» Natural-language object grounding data
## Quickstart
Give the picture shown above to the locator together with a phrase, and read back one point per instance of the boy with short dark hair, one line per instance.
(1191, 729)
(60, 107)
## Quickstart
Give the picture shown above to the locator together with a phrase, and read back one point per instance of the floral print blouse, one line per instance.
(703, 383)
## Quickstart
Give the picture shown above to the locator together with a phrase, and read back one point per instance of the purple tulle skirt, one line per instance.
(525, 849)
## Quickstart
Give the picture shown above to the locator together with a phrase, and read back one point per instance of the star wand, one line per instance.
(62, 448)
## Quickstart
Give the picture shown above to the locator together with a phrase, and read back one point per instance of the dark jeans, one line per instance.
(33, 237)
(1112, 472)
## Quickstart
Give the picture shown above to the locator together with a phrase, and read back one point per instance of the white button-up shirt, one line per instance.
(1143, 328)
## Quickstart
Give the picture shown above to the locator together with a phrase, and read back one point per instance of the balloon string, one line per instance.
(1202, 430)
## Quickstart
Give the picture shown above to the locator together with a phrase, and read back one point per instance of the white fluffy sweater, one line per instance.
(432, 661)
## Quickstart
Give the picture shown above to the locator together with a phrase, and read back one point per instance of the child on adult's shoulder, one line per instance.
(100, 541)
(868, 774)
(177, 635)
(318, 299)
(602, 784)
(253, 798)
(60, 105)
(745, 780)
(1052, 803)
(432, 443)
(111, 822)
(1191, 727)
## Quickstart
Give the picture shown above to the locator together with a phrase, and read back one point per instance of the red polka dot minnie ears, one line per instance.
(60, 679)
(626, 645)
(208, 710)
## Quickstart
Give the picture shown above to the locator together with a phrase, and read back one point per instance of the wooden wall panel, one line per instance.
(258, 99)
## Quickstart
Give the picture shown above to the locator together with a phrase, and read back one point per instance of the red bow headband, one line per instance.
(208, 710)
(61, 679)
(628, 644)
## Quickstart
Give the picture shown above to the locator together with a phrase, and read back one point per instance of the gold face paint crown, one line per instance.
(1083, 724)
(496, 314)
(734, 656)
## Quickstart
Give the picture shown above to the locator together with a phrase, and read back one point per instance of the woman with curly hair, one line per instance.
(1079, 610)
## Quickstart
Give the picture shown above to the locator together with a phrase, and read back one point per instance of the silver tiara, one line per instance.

» ASSIGNMENT
Write the entries out again verbatim, every one of them.

» RESULT
## Quickstart
Give the picture shown above to the locator together with a phrase, and read back one point per instance of the boy with short dark hair, one line per instance.
(1191, 729)
(60, 107)
## Quickstart
Give the picture shown above to the locator together with a phrase, and read back one point per instance of the floral print blouse, one line per instance.
(703, 383)
## Quickstart
Give the picture shown above to the locator together with a phrase, and read back one point per instance of the purple tulle skirt, one line per instance.
(525, 849)
## Quickstart
Give the picture shown above to the locator together with a phrase, and read back one point per instance of the star wand, one line per instance.
(62, 448)
## Quickstart
Give the picture shown above to the locator together with a phrase, and read back one point per instance of the dark jeans, one line per instance.
(33, 237)
(1112, 472)
## Quickstart
Give the picture shown above to the locator together with a phrase, and read back one point per instance of the white button-up shirt, one line per instance.
(1143, 328)
## Quickstart
Give the picture shown above to the locator together with a phrase, and read back one point per instance of the balloon string, one line per instance.
(1202, 430)
## Quickstart
Give the picture shown above to the locator together with a phrase, and read back one point per instance of the white fluffy sweater, one line per instance.
(432, 661)
## Quickstart
Give the picture shown above to the locator together with a phrase, and read back one point per instance of the child on adult's shoulder, one line per instance.
(100, 541)
(868, 774)
(177, 635)
(318, 299)
(602, 784)
(253, 798)
(60, 105)
(745, 780)
(1052, 803)
(432, 443)
(111, 822)
(1191, 727)
## Quickstart
Give the picture shown above to the locator together with a phrase, and read back one point per instance of the red polka dot minnie ears, one line per instance.
(60, 679)
(626, 645)
(208, 710)
## Quickstart
Give the picture shown above to the locator together with a phrase, and read back one point per instance of the wooden wall panel, one line per instance.
(258, 99)
## Quickstart
Give the picture shown above to the locator together with a phrase, and read back one point per instance of the red bow headband, one line per instance.
(208, 710)
(61, 679)
(628, 644)
## Quickstart
Give the picture shown above to the locator together with a phrase, and read back one point per instance of the gold face paint crown, one line per instance.
(1083, 724)
(496, 314)
(734, 656)
## Quickstart
Give the picture shown above to the locator together with a phrase, and read back one point per instance of the woman with curly hair, one line per instance.
(1079, 610)
## Quickstart
Give the picture shown above to the locator together with a phrase, and read back one point per instance of the silver tiara, one line per instance.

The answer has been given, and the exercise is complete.